EXERCISE DESCRIPTION =>
Each entry must be returned exactly. None may be omitted.

Dataset entries =>
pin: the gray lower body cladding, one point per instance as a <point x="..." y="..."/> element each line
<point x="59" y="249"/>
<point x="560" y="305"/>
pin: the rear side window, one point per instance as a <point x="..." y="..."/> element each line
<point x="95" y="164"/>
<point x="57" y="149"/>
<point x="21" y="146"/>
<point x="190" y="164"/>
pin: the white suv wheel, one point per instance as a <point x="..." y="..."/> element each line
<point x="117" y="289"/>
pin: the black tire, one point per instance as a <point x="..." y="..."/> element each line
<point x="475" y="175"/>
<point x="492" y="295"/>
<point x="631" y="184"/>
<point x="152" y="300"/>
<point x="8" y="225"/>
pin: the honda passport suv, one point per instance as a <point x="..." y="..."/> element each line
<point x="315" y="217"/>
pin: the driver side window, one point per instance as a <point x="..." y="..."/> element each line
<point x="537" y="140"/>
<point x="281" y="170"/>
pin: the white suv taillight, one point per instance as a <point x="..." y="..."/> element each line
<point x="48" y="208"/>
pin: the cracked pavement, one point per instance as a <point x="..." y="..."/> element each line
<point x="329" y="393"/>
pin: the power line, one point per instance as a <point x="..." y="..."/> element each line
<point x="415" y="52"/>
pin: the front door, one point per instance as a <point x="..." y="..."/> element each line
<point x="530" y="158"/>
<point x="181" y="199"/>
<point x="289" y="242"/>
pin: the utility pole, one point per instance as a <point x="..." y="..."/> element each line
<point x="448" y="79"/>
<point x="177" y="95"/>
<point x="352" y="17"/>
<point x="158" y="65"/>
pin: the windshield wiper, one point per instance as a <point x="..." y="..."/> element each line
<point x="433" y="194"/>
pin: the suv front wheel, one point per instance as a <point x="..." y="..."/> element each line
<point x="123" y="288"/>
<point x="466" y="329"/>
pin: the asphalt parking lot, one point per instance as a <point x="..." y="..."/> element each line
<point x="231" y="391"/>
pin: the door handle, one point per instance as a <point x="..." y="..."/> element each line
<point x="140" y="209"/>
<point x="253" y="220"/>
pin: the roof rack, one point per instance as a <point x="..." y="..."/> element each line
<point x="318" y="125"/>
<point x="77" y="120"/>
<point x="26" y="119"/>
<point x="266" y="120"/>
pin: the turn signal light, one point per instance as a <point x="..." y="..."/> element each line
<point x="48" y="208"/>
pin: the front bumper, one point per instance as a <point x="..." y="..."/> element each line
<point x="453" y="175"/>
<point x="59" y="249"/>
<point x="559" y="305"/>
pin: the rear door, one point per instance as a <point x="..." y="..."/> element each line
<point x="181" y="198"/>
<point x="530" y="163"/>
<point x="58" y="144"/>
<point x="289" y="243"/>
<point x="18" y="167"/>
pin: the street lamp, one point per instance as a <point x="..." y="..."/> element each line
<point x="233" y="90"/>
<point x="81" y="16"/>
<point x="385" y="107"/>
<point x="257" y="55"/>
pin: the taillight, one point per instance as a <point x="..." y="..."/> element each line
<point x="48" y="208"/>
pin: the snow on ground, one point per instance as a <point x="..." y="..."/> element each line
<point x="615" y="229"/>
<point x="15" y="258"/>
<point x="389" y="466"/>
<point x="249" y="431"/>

RESPONSE BELOW =>
pin: the gray lower body cladding, one point per instance as a <point x="..." y="..."/> element each line
<point x="59" y="249"/>
<point x="560" y="305"/>
pin: the rear side window, one point per instance as a <point x="..." y="..."/> element each line
<point x="95" y="164"/>
<point x="57" y="149"/>
<point x="21" y="146"/>
<point x="190" y="164"/>
pin: the white suv wheel, one point per instance as a <point x="..." y="..."/> element each line
<point x="117" y="289"/>
pin: the black tire, one point per instance as a <point x="..." y="..."/> element each line
<point x="475" y="175"/>
<point x="492" y="295"/>
<point x="631" y="184"/>
<point x="152" y="300"/>
<point x="8" y="225"/>
pin: the honda passport suv, one point per instance as a <point x="..." y="..."/> element each line
<point x="315" y="217"/>
pin: the driver side window, one point per instance as a <point x="..." y="..."/> element each line
<point x="537" y="140"/>
<point x="281" y="170"/>
pin: the white suv taillight, one point per instance as a <point x="..." y="..."/> element each line
<point x="48" y="208"/>
pin: the cracked pavement, one point per instance as a <point x="..." y="..."/> element each line
<point x="329" y="393"/>
pin: the power line, one point per instance as a <point x="..." y="..."/> element each line
<point x="415" y="52"/>
pin: the front door, one point per instance as a <point x="..." y="..."/> element each line
<point x="530" y="158"/>
<point x="181" y="199"/>
<point x="289" y="242"/>
pin: the utility pole, one point per instance as a <point x="..." y="..."/> element each line
<point x="448" y="79"/>
<point x="177" y="95"/>
<point x="352" y="17"/>
<point x="158" y="65"/>
pin: the windshield wiper, one point per instance as a <point x="..." y="..."/> element each line
<point x="433" y="194"/>
pin: the suv front wheel, one point per instance as a <point x="..." y="..."/> element each line
<point x="123" y="288"/>
<point x="466" y="329"/>
pin: the asphalt parking lot, one point per instance as a <point x="..." y="..."/> element each line
<point x="231" y="391"/>
pin: the door handle, one point per instance as a <point x="..." y="..."/> element each line
<point x="140" y="209"/>
<point x="253" y="220"/>
pin: the roof rack, one point per instance as a <point x="..." y="..."/> element each line
<point x="318" y="125"/>
<point x="77" y="120"/>
<point x="26" y="119"/>
<point x="266" y="120"/>
pin: the turn signal light, one point per instance as a <point x="..." y="..."/> element each line
<point x="48" y="208"/>
pin: the front bumper, one point per instance as a <point x="..." y="..."/> element each line
<point x="453" y="175"/>
<point x="59" y="249"/>
<point x="559" y="305"/>
pin: the rear door, one point per instance as a <point x="..." y="..."/> element each line
<point x="181" y="198"/>
<point x="530" y="163"/>
<point x="58" y="144"/>
<point x="289" y="243"/>
<point x="18" y="167"/>
pin: the street lamp, one point per instance as a <point x="..." y="..."/> element each line
<point x="233" y="90"/>
<point x="81" y="16"/>
<point x="385" y="107"/>
<point x="257" y="55"/>
pin: the taillight, one point per instance as a <point x="..." y="..."/> element each line
<point x="48" y="208"/>
pin: the snow on ground, one point per instance as a <point x="..." y="..."/> element each line
<point x="615" y="229"/>
<point x="15" y="258"/>
<point x="389" y="466"/>
<point x="249" y="431"/>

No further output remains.